Passage to read:
________________________

10th Sunday after Pentecost - The feeding of the 5,000

Matthew 14:13-21

Our gospel this morning begins with “Now when Jesus heard this, he withdrew from there in a boat to a deserted place by himself” (Matt 14:13). What Jesus had just heard, was what had happened to John the Baptist, murdered by Herod Antipas in fulfilment of a vain promise made to his step-daughter Salome; anything she asked for was hers. With the connivance of her mother Herodias, she asked for the head of John the Baptist on a platter and got it (Mat 14:1-2).

I think that when Jesus heard, he would have been greatly saddened and grieved. A man who was not only a blood relation but a man whom Jesus had described as the greatest of all the prophets sent by God, had been foully murdered.

So Jesus withdrew from there in a boat to a deserted place by himself. It is the only image I can find in Scripture of Jesus sailing or rowing a boat by himself. In fact, the disciples who would normally sail or row the boat don’t even come into this story until quite late in the piece.

What Jesus did, was cross a short piece of water that cuts across the northern tip of Lake Galilee and come to a deserted place to land. He is seeking seclusion and a place to rest and pray. He needs a mini-Sabbath, even if only for a few hours. In the gospels, whenever Jesus needs succour, strength, and wisdom, he “withdraws” by himself to spend time with the Father. This is what he is planning to do here. (Would it be blasphemous to suggest he is very tired and very sad and wants to go home for a while?)

Our text then continues, “but when the crowds heard it, they followed him on foot from the towns.  When he went ashore, he saw a great crowd” (14:13b-14a).

The crowd had seen where he was heading and walked around the tip of Lake Galilee and got there before him. His only time with the Lord for rest and restoration was in the boat!  So much for solitude and rest. He doesn’t even have the disciples to muster the crowd somehow.

But our wonderful Lord, instead of sighing, “had compassion for them and cured their sick.” Jesus heart was moved by their plight. In that moment, he loved them with all the love of God the father. That is what it means when the bible says Jesus was “filled with compassion.” It is always followed by healing, as it was in this case – he” cured their sick.”

________________________

(Saved data entries)
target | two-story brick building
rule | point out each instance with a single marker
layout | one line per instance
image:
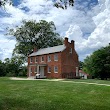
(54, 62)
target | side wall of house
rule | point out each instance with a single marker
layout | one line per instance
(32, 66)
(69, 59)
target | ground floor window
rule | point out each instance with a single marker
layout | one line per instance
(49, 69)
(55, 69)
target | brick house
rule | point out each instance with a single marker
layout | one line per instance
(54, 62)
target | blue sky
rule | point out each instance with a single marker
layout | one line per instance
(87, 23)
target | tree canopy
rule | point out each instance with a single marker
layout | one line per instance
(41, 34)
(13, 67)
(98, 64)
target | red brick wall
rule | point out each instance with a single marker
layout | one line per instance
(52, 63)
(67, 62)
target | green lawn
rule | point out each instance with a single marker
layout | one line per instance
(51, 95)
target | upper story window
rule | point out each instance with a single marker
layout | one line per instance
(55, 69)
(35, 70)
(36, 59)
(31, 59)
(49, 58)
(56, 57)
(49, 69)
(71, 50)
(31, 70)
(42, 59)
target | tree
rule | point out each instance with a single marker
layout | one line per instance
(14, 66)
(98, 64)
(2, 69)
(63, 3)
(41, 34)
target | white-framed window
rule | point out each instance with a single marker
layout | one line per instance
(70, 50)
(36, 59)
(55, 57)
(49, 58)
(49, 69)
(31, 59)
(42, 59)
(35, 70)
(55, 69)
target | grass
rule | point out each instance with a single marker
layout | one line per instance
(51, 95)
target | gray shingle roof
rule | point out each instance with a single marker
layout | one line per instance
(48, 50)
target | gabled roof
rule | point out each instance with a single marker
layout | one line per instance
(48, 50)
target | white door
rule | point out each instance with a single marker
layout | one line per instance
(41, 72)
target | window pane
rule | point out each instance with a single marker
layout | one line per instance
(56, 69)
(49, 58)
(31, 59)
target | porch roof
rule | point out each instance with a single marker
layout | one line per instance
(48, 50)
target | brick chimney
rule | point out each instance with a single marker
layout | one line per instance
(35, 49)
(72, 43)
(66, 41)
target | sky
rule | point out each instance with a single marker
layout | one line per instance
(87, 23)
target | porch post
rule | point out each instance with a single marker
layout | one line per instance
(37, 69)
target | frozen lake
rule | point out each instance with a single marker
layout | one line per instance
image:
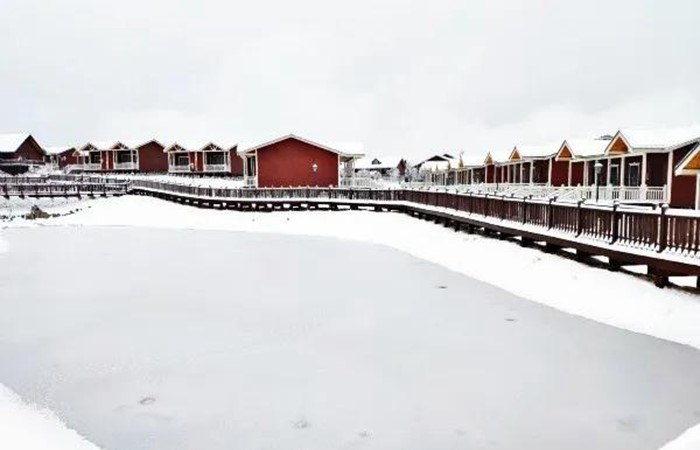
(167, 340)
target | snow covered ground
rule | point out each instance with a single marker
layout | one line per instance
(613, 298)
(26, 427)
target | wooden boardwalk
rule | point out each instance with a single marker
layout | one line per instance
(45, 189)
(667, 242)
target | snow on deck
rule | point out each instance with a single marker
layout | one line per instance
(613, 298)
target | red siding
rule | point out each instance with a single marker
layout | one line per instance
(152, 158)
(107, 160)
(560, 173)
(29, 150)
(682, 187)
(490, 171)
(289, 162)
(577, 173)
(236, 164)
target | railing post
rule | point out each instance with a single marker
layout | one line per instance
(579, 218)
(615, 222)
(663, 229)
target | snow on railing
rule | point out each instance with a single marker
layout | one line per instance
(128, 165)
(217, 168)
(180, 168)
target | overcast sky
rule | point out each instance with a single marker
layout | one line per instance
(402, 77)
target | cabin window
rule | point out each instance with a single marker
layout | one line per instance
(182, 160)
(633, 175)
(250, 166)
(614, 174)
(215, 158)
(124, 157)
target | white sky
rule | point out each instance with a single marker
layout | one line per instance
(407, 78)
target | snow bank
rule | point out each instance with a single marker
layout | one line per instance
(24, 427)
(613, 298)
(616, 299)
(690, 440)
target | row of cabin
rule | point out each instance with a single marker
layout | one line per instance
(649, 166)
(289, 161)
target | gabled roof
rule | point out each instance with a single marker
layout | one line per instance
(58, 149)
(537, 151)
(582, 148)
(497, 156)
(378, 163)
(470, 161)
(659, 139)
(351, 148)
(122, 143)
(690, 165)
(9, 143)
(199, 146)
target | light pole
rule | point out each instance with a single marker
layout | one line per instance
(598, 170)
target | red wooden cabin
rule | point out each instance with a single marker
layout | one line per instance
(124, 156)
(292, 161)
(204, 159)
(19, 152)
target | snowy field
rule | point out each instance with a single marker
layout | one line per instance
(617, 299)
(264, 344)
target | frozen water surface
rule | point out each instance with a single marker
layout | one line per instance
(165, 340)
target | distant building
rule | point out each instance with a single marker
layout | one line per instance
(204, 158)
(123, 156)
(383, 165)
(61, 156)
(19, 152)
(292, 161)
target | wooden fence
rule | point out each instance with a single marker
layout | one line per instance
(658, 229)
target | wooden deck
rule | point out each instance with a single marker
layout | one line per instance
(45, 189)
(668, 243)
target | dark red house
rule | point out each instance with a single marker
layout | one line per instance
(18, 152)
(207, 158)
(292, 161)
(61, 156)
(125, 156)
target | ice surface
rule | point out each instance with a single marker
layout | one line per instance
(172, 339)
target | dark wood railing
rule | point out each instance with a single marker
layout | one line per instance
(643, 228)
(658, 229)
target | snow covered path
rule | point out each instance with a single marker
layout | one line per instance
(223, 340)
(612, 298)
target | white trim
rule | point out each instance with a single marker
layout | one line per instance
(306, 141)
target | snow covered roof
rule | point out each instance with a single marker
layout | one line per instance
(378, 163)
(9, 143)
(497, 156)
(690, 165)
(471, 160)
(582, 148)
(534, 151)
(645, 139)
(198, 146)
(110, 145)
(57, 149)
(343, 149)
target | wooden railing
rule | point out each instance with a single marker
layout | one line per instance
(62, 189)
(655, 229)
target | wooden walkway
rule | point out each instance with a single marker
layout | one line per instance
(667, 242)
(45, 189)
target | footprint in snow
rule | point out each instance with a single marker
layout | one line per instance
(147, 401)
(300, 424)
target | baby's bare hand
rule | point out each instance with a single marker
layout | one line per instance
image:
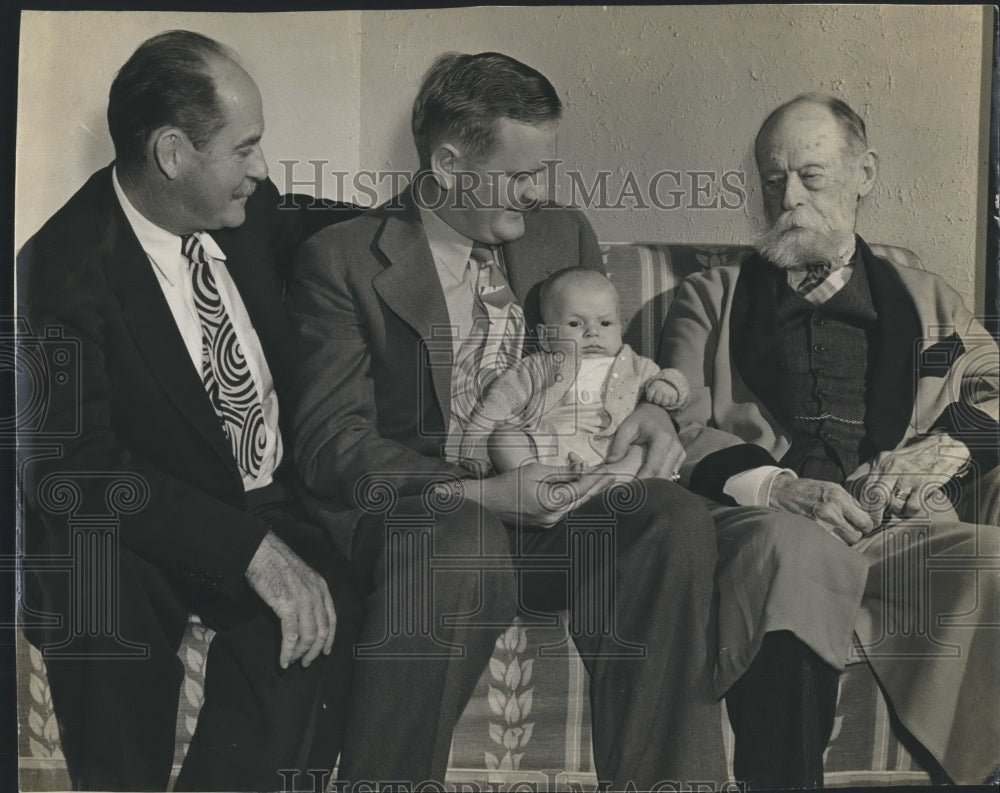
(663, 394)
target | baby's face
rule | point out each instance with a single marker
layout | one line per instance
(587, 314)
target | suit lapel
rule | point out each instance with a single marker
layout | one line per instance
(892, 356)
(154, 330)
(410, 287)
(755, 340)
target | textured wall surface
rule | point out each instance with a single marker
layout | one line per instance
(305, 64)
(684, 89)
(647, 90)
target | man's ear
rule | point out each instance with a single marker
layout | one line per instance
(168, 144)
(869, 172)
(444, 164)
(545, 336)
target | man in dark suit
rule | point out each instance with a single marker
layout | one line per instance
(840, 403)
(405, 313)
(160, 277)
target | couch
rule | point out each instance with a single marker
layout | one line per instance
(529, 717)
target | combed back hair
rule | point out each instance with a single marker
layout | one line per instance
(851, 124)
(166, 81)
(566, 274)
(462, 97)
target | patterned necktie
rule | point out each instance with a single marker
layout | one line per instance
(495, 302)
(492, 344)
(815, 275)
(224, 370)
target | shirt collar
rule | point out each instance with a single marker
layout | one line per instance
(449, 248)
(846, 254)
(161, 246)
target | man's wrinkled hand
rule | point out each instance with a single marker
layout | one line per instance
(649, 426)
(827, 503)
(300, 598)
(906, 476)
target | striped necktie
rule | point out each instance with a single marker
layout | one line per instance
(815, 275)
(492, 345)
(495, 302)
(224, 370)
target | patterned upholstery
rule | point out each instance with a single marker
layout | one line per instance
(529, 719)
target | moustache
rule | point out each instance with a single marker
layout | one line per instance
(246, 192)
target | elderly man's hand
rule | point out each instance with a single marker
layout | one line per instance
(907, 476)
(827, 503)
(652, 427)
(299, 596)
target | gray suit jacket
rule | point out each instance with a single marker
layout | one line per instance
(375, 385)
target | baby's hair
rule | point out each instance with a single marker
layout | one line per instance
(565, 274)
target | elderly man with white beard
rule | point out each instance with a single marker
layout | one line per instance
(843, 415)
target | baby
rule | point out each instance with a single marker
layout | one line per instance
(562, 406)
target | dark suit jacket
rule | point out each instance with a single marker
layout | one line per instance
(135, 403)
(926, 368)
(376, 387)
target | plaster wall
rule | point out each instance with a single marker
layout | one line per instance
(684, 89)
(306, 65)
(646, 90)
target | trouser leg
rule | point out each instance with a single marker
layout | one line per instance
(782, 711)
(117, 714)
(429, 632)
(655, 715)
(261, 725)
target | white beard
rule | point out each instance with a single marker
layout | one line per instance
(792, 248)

________________________

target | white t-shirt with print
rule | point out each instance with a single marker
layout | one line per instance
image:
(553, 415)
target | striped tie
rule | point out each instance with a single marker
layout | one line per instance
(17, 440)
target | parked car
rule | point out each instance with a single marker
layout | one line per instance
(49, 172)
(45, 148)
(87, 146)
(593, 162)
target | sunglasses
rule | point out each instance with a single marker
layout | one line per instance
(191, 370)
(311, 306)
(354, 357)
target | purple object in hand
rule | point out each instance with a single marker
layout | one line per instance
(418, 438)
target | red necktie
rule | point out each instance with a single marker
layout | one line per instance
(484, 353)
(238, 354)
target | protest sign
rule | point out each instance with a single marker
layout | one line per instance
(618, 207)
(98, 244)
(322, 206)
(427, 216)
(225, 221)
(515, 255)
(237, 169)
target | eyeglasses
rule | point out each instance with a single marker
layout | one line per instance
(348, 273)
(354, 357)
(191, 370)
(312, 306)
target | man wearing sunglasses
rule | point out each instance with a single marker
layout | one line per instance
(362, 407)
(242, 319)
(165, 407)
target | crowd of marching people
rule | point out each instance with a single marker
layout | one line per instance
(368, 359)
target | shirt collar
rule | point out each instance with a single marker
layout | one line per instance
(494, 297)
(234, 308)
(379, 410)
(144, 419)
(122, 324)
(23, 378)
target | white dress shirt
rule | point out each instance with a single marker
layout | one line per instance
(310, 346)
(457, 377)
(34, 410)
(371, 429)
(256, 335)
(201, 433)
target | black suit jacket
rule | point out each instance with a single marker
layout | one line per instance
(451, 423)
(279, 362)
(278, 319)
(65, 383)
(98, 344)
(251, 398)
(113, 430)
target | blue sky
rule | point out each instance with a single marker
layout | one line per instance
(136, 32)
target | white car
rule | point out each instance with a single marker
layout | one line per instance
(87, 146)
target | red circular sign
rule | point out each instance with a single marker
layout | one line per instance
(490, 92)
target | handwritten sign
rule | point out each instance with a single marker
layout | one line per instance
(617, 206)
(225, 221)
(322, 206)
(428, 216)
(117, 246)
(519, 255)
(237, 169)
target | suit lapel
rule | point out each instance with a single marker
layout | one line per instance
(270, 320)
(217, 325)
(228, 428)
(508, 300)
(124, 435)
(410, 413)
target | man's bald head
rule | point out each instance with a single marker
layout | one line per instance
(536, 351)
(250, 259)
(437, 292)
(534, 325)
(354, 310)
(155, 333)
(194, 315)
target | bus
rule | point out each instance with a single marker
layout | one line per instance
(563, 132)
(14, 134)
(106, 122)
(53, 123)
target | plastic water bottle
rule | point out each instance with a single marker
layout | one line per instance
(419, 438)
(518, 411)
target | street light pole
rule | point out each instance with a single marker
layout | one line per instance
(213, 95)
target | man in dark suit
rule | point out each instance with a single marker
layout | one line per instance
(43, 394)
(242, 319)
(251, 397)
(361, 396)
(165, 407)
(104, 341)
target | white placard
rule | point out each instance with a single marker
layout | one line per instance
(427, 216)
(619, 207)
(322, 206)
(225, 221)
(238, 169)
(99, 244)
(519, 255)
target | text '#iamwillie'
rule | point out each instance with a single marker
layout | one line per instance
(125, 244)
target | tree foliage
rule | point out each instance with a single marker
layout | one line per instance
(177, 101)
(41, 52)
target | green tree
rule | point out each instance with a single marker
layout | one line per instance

________________________

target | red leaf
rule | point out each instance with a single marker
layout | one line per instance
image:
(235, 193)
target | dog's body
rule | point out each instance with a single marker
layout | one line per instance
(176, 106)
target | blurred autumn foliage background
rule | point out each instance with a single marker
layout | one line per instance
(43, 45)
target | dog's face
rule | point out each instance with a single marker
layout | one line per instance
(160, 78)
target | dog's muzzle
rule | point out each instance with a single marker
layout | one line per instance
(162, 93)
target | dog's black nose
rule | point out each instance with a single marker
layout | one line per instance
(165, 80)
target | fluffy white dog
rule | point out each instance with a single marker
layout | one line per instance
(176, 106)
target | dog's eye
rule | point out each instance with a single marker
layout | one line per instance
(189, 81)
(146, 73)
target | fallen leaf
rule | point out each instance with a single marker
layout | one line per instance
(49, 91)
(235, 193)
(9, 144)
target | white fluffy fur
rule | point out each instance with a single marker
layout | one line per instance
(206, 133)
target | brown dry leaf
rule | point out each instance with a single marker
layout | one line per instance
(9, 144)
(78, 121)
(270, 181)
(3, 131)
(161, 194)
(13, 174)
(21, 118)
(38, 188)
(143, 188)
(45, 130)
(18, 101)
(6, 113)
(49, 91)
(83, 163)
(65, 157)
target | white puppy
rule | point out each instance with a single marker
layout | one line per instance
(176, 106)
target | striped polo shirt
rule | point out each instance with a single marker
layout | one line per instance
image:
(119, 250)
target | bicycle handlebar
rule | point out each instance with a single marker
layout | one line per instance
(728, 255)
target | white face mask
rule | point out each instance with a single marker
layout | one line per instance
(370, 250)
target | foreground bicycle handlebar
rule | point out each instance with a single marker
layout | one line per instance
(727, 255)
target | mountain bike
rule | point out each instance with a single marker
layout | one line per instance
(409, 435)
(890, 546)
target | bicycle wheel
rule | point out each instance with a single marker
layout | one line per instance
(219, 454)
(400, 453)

________________________

Prompt 1: Copy the sermon between "Our gospel this" and "it (Mat 14:1-2).", inclusive, renaming "Salome" as "the girl".
Prompt 2: Summarize the sermon in two sentences.
These entries come from a separate source.

Exercise result 1:
Our gospel this morning begins with “Now when Jesus heard this, he withdrew from there in a boat to a deserted place by himself” (Matt 14:13). What Jesus had just heard, was what had happened to John the Baptist, murdered by Herod Antipas in fulfilment of a vain promise made to his step-daughter the girl; anything she asked for was hers. With the connivance of her mother Herodias, she asked for the head of John the Baptist on a platter and got it (Mat 14:1-2).

Exercise result 2: After hearing that Herod Antipas had murdered John the Baptist, a grieved Jesus withdrew alone by boat to a deserted place to rest and pray. The crowds followed on foot and reached the shore before him, yet instead of sighing he had compassion for them and cured their sick.